WORK INSTRUCTIONS:
Reproduce each line from the first in the data through the line that contains "Place one marker on every instance of the coral" exactly; give nothing else.

Referring expression pointing data
::::

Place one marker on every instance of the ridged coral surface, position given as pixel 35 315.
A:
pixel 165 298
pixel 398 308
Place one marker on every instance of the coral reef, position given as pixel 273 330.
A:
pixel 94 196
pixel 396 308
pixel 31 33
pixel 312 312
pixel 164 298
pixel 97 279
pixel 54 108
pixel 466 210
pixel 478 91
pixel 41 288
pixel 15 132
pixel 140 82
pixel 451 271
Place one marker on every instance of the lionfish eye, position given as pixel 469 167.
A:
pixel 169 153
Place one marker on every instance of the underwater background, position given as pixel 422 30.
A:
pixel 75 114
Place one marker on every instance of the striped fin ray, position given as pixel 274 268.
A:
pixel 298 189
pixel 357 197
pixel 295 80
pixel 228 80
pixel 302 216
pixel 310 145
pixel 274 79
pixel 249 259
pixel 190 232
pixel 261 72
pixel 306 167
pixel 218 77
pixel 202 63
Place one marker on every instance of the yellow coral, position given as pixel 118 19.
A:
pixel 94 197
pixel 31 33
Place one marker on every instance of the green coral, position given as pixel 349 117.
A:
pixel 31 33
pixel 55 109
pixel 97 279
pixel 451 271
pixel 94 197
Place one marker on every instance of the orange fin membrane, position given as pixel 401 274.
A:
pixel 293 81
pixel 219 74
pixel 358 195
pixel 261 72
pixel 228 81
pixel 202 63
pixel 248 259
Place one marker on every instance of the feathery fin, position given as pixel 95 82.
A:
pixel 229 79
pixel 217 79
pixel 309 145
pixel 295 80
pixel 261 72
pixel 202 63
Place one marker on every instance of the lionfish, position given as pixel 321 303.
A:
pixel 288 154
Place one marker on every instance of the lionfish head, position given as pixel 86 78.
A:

::::

WRITTEN ANSWER:
Place one marker on every instance of the ridged coral surface, position given as pixel 35 315.
A:
pixel 165 298
pixel 398 308
Place one marker on every instance of the coral reef, position given as pixel 273 330.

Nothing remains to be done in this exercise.